Objective
Write the entries out again exactly as they stand, but without the pictures.

╭─ Extracted entries

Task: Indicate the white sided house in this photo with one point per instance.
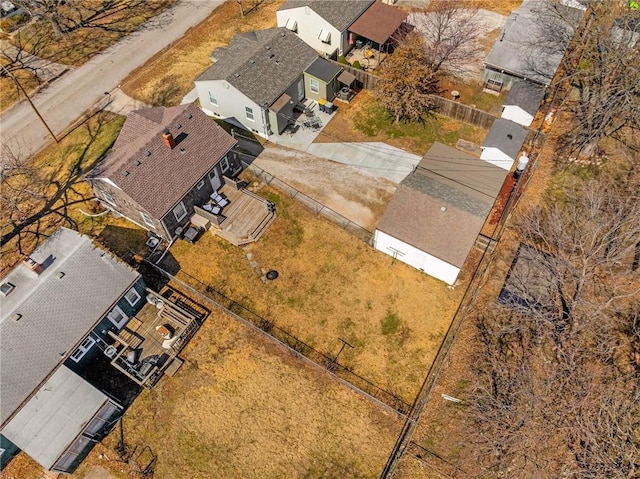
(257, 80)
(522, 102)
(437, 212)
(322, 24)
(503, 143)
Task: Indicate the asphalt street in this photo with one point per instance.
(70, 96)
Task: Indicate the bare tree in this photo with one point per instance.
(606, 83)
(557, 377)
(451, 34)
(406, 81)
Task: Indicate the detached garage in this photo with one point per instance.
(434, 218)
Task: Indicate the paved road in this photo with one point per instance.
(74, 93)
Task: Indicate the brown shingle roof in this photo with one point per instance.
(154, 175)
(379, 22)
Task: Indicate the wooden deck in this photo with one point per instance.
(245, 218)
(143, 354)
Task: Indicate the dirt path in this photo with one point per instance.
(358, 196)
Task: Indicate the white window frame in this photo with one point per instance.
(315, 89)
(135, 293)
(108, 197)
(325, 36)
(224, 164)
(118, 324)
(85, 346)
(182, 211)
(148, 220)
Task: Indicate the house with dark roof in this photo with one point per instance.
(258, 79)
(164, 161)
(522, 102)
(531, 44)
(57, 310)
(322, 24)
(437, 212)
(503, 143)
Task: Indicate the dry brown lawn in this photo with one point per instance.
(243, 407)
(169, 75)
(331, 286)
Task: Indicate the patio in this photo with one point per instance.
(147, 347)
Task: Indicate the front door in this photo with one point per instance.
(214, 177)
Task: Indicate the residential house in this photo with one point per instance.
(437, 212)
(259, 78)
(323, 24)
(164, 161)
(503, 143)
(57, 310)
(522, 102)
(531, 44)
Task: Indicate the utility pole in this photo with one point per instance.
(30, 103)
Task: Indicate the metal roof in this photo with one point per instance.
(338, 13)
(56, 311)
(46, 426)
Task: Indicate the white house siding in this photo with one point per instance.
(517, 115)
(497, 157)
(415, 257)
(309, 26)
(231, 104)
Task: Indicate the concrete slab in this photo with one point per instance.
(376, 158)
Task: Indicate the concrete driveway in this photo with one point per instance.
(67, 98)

╰─

Output for this exercise
Task: Indicate the white sided house in this photo with one point per instance.
(257, 80)
(522, 102)
(437, 212)
(322, 24)
(503, 143)
Task: Indicate the asphalt street in this photo with one point per instance.
(70, 96)
Task: Indicate the bare tree in this photo with one point per instance.
(606, 83)
(557, 377)
(451, 34)
(406, 81)
Task: Indicate the detached garage in this photo with one point per instance.
(434, 218)
Task: Indicate the paved road in this photo with one point per instance.
(74, 93)
Task: Indicate the brown shingle roof in this photo with one point per instance.
(154, 175)
(379, 22)
Task: Indicate the wooden deck in this photo with one point per instance.
(245, 218)
(143, 354)
Task: Indicate the dirt path in this photo with one point per instance.
(358, 196)
Task: Indicate the white window frame in this photo with one point per instance.
(315, 89)
(135, 293)
(108, 197)
(325, 36)
(224, 164)
(118, 324)
(85, 346)
(182, 211)
(148, 220)
Task: Indicate the house with dark roof in this photo with one point per instance.
(258, 79)
(164, 161)
(522, 102)
(531, 44)
(57, 310)
(322, 24)
(437, 212)
(503, 143)
Task: Indicate the dry brown lawn in this photo with one point per instance.
(243, 407)
(169, 75)
(331, 286)
Task: Indicate the patio in this photo with one point per instance.
(147, 347)
Task: Indicate the front door in this photo with one point per instance.
(214, 177)
Task: Indicate the residential house in this photo with one point per instance.
(437, 212)
(259, 78)
(323, 24)
(164, 161)
(503, 143)
(57, 310)
(522, 102)
(531, 44)
Task: Indicate the utility pole in this photo with one point per instance.
(30, 103)
Task: Indicate the metal roof in this photo with one point per instance.
(338, 13)
(56, 311)
(46, 426)
Task: Indicate the white house siding in this photo with one point per instance.
(517, 115)
(497, 157)
(415, 257)
(309, 26)
(231, 104)
Task: Indicate the concrete slab in this photo with one point per instance.
(376, 158)
Task: Indicate the concrete driveway in this photo with one point per instance.
(67, 98)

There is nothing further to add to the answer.